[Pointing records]
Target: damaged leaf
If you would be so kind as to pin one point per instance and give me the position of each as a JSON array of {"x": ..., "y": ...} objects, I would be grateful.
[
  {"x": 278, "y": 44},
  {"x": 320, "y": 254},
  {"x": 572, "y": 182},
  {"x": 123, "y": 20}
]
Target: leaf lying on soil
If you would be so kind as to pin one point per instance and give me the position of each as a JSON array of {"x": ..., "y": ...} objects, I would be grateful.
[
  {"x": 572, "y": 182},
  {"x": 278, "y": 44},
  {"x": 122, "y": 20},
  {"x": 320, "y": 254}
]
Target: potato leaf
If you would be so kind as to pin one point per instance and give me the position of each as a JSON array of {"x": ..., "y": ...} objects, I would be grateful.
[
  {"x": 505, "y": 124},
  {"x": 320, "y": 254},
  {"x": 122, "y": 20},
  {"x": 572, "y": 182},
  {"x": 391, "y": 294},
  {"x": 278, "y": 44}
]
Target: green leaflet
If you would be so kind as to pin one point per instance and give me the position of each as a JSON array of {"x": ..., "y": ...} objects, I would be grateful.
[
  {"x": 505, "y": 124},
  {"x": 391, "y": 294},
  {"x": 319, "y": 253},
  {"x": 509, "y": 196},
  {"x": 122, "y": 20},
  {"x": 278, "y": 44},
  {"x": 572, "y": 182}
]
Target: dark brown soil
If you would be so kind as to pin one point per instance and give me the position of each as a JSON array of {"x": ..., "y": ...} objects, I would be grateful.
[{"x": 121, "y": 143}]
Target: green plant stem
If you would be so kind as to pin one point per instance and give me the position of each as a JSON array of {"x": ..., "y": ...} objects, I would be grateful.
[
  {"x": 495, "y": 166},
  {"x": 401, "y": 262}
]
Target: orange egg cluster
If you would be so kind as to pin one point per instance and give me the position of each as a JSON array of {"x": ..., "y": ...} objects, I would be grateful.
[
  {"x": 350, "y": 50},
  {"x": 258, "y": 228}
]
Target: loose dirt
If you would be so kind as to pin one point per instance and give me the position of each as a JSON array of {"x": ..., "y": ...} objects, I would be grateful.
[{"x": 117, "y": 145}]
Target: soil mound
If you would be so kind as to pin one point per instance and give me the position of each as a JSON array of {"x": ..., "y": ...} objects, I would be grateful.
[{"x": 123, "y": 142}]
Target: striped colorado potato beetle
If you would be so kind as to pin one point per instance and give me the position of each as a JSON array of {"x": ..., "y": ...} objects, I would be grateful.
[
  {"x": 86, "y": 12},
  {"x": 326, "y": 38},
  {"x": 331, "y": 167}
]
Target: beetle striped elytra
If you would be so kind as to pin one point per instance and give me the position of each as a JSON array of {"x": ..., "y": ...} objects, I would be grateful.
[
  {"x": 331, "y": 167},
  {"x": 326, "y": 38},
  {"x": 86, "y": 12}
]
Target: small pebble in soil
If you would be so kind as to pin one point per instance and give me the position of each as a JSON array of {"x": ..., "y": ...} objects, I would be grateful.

__YOUR GOAL__: Copy out all of the items above word for word, leaving nothing out.

__THE RESULT__:
Target: damaged leaf
If you would be so kind as to pin one point per instance and give me the position of each as a JSON array of {"x": ..., "y": ...} objects, I would be grateful.
[
  {"x": 278, "y": 44},
  {"x": 320, "y": 254},
  {"x": 572, "y": 182},
  {"x": 123, "y": 20}
]
Target: leaf lying on soil
If you would be so kind as to pin one point per instance and give me the position of each as a JSON array of {"x": ..., "y": ...} objects, I would be grateful.
[
  {"x": 572, "y": 182},
  {"x": 278, "y": 44},
  {"x": 122, "y": 20},
  {"x": 320, "y": 254}
]
Target: potato leaf
If you would be so kind as to pin one point per instance and give me the position of each as a JSON array of {"x": ..., "y": ...} objects, I would be grateful.
[
  {"x": 505, "y": 124},
  {"x": 320, "y": 254},
  {"x": 122, "y": 20},
  {"x": 572, "y": 182},
  {"x": 391, "y": 294},
  {"x": 278, "y": 44}
]
Target: green leaflet
If you would be so kind as to pin one point per instance and give me the position of each as a JSON array of {"x": ..., "y": ...} objects, I would be grateful.
[
  {"x": 505, "y": 124},
  {"x": 391, "y": 294},
  {"x": 319, "y": 253},
  {"x": 509, "y": 196},
  {"x": 122, "y": 20},
  {"x": 278, "y": 44},
  {"x": 572, "y": 182}
]
Target: dark brown soil
If you would be so kind as to pin one point per instance and give me the position of each as a JSON array of {"x": ..., "y": ...} objects, I would be grateful.
[{"x": 121, "y": 143}]
Target: green plant stem
If you would be so kind as to pin one point per instance and give me the position of each as a JSON array of {"x": ..., "y": ...} objects, I would be grateful.
[
  {"x": 495, "y": 166},
  {"x": 401, "y": 262}
]
Target: orange egg cluster
If you would be so kind as to pin one point per instance and give me the position of each as a JSON array of {"x": ..., "y": ...} objects, I would be grateful.
[
  {"x": 350, "y": 50},
  {"x": 258, "y": 228}
]
Target: loose dirt
If you would be so kind as to pin one point per instance and give me the position of each as a JSON array of {"x": ..., "y": ...} objects, I would be grateful.
[{"x": 117, "y": 145}]
Target: soil mound
If you would be so kind as to pin one point per instance and give me the position of each as a JSON array of {"x": ..., "y": ...} objects, I would be grateful.
[{"x": 123, "y": 142}]
Target: striped colorado potato beetle
If you would be so kind as to pin one point per instance and give me the position of each as a JSON array of {"x": ..., "y": ...} objects, I would be grateful.
[
  {"x": 86, "y": 12},
  {"x": 326, "y": 38},
  {"x": 331, "y": 167}
]
Target: beetle striped elytra
If you would be so kind as to pin one point per instance and give me the position of each as a JSON array of {"x": ..., "y": ...} objects, I would be grateful.
[
  {"x": 331, "y": 167},
  {"x": 326, "y": 38},
  {"x": 86, "y": 12}
]
Target: small pebble in soil
If you would be so kind as to pin one point per instance and give me the position of each as a JSON array of {"x": ..., "y": ...} objects, I would be grateful.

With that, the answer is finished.